**ABOUT THIS TASK**
Write out, word for word, the part of the listing below that opens with the line containing "Task: output the" and closes with the line containing "box: [325, 156, 359, 197]", keeping both of those lines and adding no others.

*** THE RECORDS ***

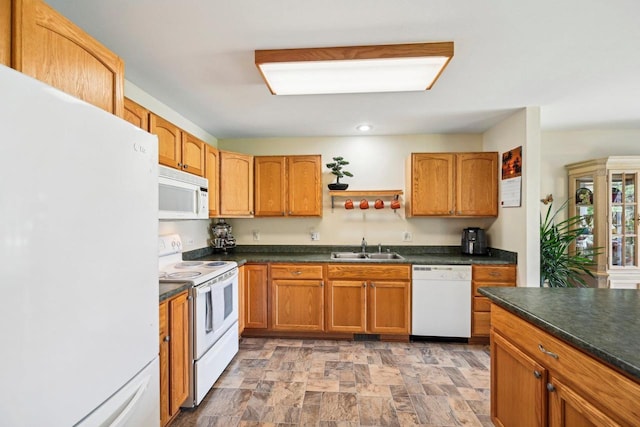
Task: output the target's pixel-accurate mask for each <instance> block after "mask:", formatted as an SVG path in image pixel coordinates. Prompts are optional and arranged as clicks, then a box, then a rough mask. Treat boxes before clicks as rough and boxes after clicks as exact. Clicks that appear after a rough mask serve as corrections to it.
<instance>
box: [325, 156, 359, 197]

*** End of THE RECORDS ***
*** THE RECORDS ***

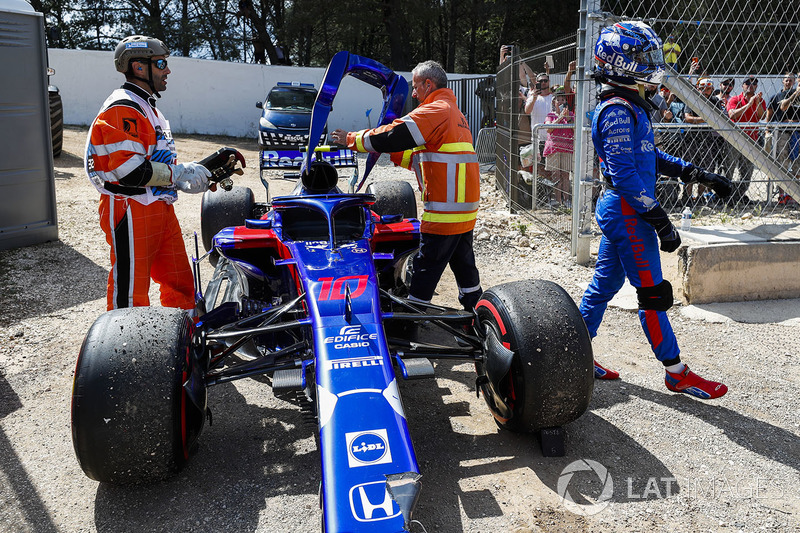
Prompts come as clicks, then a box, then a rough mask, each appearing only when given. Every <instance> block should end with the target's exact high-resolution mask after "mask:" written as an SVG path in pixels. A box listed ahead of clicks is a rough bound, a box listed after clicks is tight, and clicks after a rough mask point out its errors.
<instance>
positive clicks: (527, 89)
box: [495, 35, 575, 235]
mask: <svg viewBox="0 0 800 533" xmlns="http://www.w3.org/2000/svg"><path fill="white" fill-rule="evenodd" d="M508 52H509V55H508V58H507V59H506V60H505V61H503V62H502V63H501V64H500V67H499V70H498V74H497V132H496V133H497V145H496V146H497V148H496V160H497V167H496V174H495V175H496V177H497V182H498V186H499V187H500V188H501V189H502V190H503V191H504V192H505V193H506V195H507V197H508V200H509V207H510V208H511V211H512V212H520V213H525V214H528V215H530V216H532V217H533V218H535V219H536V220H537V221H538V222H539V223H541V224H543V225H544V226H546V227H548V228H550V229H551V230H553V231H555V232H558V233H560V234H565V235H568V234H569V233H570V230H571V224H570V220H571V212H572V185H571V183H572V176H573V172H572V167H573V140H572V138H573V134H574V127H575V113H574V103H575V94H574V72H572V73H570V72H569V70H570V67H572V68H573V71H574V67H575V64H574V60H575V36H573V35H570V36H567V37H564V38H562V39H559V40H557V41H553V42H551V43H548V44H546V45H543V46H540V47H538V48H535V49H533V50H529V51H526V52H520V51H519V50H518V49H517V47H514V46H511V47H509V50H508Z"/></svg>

*** End of THE RECORDS ***

**RESULT OF THIS TASK**
Task: output the target's pixel-accurate mask for each <instance> block after "mask:", formatted as an SVG path in image pixel coordinates. Prompts are optional and arranged as clicks, then a box, then a rough mask. Treat boxes before clicks as rough and boxes after clicks as exact. Clicks that appear after a rough mask serve as corrections to it.
<instance>
box: [325, 156, 359, 197]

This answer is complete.